Written task: Please write out every one of the items below word for word, leaving out the pictures.

-- Input records start --

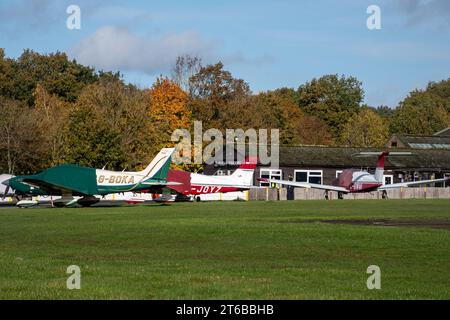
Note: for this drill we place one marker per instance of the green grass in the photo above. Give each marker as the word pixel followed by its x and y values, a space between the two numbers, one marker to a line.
pixel 230 250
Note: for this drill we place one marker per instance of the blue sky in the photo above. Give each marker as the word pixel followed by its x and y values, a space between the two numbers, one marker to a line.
pixel 269 44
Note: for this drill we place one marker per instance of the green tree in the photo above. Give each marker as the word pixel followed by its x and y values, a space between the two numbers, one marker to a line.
pixel 420 113
pixel 365 129
pixel 440 92
pixel 51 115
pixel 211 91
pixel 19 145
pixel 109 125
pixel 332 99
pixel 55 72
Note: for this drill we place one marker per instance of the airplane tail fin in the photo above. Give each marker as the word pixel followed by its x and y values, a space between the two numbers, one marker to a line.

-- Input records end --

Exercise answer:
Note: for this drill we place one marker per instance of the green grass in the photo above. Give each marker as the word pixel followed by its x and y values, a space between the two numbers, one marker to a line.
pixel 230 250
Note: for this drill we place one marker per instance of the blue sky in the photo above. Give each marker as the word pixel followed by its x and y values, a space between the two numbers, one marker to a line.
pixel 269 44
Note: for this drill we place one marker per instance of the green tree in the photo above. Give each marker as the word pixel followed by its x and y values, a space between the two numbers, one marker to a line.
pixel 420 113
pixel 365 129
pixel 440 92
pixel 51 115
pixel 211 91
pixel 19 145
pixel 109 125
pixel 332 99
pixel 55 72
Note: for this drill we place one marker per instance of the airplane tail fin in the photo above. Give each marker as the word pixel followed by its x and y values, a space between the two numbers, one marker to a line.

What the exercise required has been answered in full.